The Imminent Calving Retreat of Taku Glacier - Eos - Science News by AGU - Campbell et al. - Climate Change Institute

Along the rugged Southeast Alaska coast, 30 kilometers northeast of the state capital Juneau, a tidewater glacier has largely defied global trends by steadily advancing for most of the past century while most glaciers on Earth retreated. This 55-kilometer-long and nearly 1,500-meter-thick tidewater glacier, named Taku Glacier, or T’aaḵú Ḵwáan Sít’i in the language of the Indigenous Tlingit people, has been the focus of continuous scientific study for more than 70 years. Some records even extend back to the mid-18th century. With this long observation record and the glacier’s year-round accessibility and proximity to Juneau and adjacent research facilities, Taku provides an unparalleled locale to study tidewater glaciers and their response to Earth’s rapidly changing climate.

Uncertain Impacts from Tidewater Glaciers

Earth’s approximately 3,000 tidewater glaciers—those that interact directly with the ocean—represent 42% and 57% of the planet’s glacierized area and volume, respectively, excluding the Greenland and Antarctic Ice Sheets (Figure 1). Tidewater glaciers differ from their land-terminating counterparts, where climate directly drives glacier change in that processes at or near the glacier-ocean boundary, such as sediment deposition, iceberg calving, and submarine melting, can lead to self-induced instabilities [e.g., Enderlin et al., 2018; Sutherland et al., 2019]. These additional processes can drive slow centennial-scale advances and rapid decadal-scale retreats known as tidewater glacier cycles, even in the absence of climate variability [Post et al., 2011; Brinkerhoff et al., 2017].

Figures illustrating regional percentages of tidewater, lake calving, and land-terminating glacier volumes as well as global areas and volumes — Fig. 1. (a) The relative percentages of tidewater, lake calving, and land-terminating glacier volumes by region. The size of each circle reflects the total ice volume of each region. Percentages of tidewater, lake calving, and land-terminating glacier (b) areas and (c) volumes globally. Click image for larger version.

+++

### GIVEN EXERCISE 1
Decide whether each statement below agrees with the Taku Glacier article, answering yes or no and quoting the words of the article that settle it. (a) Taku Glacier is about 55 kilometers long. (b) Taku Glacier has been under continuous scientific study for more than 100 years. (c) Tidewater glacier cycles occur only when the climate varies.
### GIVEN EXERCISE 2
Please return the passage of the Taku Glacier article starting with "Earth’s approximately 3,000" and going on through "et al., 2017].", copied word for word.

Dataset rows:
+++

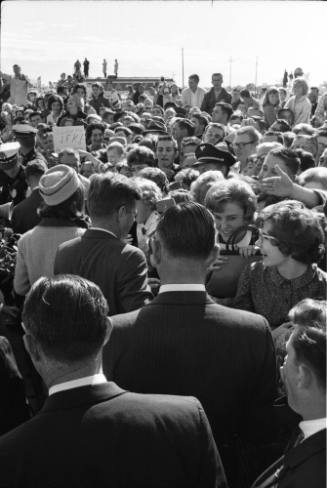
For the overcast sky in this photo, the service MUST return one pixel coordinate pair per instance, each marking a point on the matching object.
(46, 38)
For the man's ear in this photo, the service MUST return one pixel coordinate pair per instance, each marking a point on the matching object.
(305, 377)
(213, 256)
(108, 331)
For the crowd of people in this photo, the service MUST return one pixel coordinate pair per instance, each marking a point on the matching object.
(163, 292)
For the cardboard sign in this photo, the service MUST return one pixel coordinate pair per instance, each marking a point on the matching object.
(71, 136)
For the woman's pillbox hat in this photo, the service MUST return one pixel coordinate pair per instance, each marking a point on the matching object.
(8, 154)
(58, 184)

+++

### COMPLETE OUTPUT 1
(a) Yes: "This 55-kilometer-long and nearly 1,500-meter-thick tidewater glacier"
(b) No: "has been the focus of continuous scientific study for more than 70 years"
(c) No: "even in the absence of climate variability"

### COMPLETE OUTPUT 2
Earth’s approximately 3,000 tidewater glaciers—those that interact directly with the ocean—represent 42% and 57% of the planet’s glacierized area and volume, respectively, excluding the Greenland and Antarctic Ice Sheets (Figure 1). Tidewater glaciers differ from their land-terminating counterparts, where climate directly drives glacier change in that processes at or near the glacier-ocean boundary, such as sediment deposition, iceberg calving, and submarine melting, can lead to self-induced instabilities [e.g., Enderlin et al., 2018; Sutherland et al., 2019]. These additional processes can drive slow centennial-scale advances and rapid decadal-scale retreats known as tidewater glacier cycles, even in the absence of climate variability [Post et al., 2011; Brinkerhoff et al., 2017].